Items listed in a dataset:
>> start

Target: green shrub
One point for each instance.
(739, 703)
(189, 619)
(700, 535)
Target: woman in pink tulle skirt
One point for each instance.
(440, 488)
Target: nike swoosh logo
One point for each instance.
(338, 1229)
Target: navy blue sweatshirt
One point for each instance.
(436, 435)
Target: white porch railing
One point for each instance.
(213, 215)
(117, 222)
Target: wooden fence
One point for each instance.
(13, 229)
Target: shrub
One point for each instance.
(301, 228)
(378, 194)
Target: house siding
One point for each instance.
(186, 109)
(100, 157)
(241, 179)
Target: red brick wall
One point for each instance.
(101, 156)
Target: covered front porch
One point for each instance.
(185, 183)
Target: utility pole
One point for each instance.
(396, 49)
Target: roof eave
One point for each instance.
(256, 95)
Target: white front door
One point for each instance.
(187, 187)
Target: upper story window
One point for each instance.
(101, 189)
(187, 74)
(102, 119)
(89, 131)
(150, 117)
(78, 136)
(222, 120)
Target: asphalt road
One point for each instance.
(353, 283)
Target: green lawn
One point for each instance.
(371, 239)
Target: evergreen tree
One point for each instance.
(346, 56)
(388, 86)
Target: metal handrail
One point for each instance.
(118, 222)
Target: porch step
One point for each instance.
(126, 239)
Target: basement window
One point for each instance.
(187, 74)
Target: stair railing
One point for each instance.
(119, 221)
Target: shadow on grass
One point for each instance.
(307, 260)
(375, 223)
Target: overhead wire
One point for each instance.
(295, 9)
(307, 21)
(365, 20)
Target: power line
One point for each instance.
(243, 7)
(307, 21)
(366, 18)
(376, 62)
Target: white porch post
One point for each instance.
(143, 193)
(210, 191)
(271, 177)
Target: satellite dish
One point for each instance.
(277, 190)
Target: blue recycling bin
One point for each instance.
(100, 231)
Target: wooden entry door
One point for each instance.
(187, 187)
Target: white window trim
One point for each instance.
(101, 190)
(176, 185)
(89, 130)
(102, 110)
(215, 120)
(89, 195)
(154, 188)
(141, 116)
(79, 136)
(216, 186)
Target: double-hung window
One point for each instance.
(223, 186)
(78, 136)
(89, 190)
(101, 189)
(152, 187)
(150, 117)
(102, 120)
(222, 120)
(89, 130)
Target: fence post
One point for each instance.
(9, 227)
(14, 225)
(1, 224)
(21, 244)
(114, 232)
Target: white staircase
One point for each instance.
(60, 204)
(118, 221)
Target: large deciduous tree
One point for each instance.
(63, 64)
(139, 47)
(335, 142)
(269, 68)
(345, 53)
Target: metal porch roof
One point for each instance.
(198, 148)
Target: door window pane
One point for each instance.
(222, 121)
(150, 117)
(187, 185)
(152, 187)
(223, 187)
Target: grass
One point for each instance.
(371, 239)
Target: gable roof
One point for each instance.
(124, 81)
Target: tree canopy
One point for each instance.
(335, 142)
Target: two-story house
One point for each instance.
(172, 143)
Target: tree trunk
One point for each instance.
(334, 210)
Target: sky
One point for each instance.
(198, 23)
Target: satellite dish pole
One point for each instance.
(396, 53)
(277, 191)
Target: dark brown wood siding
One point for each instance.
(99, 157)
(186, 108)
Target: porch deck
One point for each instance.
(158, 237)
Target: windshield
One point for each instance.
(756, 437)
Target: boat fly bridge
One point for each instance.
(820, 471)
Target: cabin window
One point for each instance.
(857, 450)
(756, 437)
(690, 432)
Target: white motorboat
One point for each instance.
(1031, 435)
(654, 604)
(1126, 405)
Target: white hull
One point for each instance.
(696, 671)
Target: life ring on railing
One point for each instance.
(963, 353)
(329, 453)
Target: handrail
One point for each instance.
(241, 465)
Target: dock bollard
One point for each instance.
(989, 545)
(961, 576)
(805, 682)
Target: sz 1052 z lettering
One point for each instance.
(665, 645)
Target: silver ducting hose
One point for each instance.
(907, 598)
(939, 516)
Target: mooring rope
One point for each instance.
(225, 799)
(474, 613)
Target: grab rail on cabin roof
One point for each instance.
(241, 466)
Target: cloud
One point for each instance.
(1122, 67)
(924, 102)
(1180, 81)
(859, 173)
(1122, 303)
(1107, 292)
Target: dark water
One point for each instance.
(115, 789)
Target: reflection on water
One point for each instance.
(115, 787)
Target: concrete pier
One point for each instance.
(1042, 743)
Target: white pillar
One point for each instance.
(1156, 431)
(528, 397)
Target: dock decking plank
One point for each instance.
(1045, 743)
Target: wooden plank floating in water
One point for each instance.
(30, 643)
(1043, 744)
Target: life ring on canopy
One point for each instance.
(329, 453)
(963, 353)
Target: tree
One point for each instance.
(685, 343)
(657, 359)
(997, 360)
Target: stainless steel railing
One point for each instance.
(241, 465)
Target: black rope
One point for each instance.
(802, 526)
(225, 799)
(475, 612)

>> end

From the line containing "Target: sz 1052 z lettering" through the final line of the listing above, retype every line exactly; leave out everything else.

Correct output.
Target: sz 1052 z lettering
One point for each instance.
(665, 645)
Target: silver ducting hose
One point for each instance.
(907, 598)
(939, 516)
Target: mooring rope
One point for each instance.
(225, 799)
(474, 613)
Target: grab rail on cabin roof
One point for each instance.
(241, 466)
Target: cloud
One point for each instance.
(1122, 67)
(924, 102)
(1180, 81)
(859, 173)
(1122, 303)
(1107, 292)
Target: dark water
One point for each instance.
(115, 789)
Target: reflection on water
One point for each instance.
(115, 787)
Target: concrete pier
One point for each instance.
(1042, 743)
Target: white pillar
One point for each instance.
(1156, 431)
(528, 397)
Target: dock decking plank
One point for each instance.
(1045, 743)
Target: wooden plank floating in water
One point for each instance.
(30, 643)
(1043, 744)
Target: life ring on canopy
One point for each instance.
(329, 453)
(963, 353)
Target: tree
One point for each instance.
(685, 343)
(657, 359)
(997, 360)
Target: stainless steel railing
One point for each instance.
(241, 465)
Target: black rope
One point for each instance.
(802, 526)
(225, 799)
(475, 612)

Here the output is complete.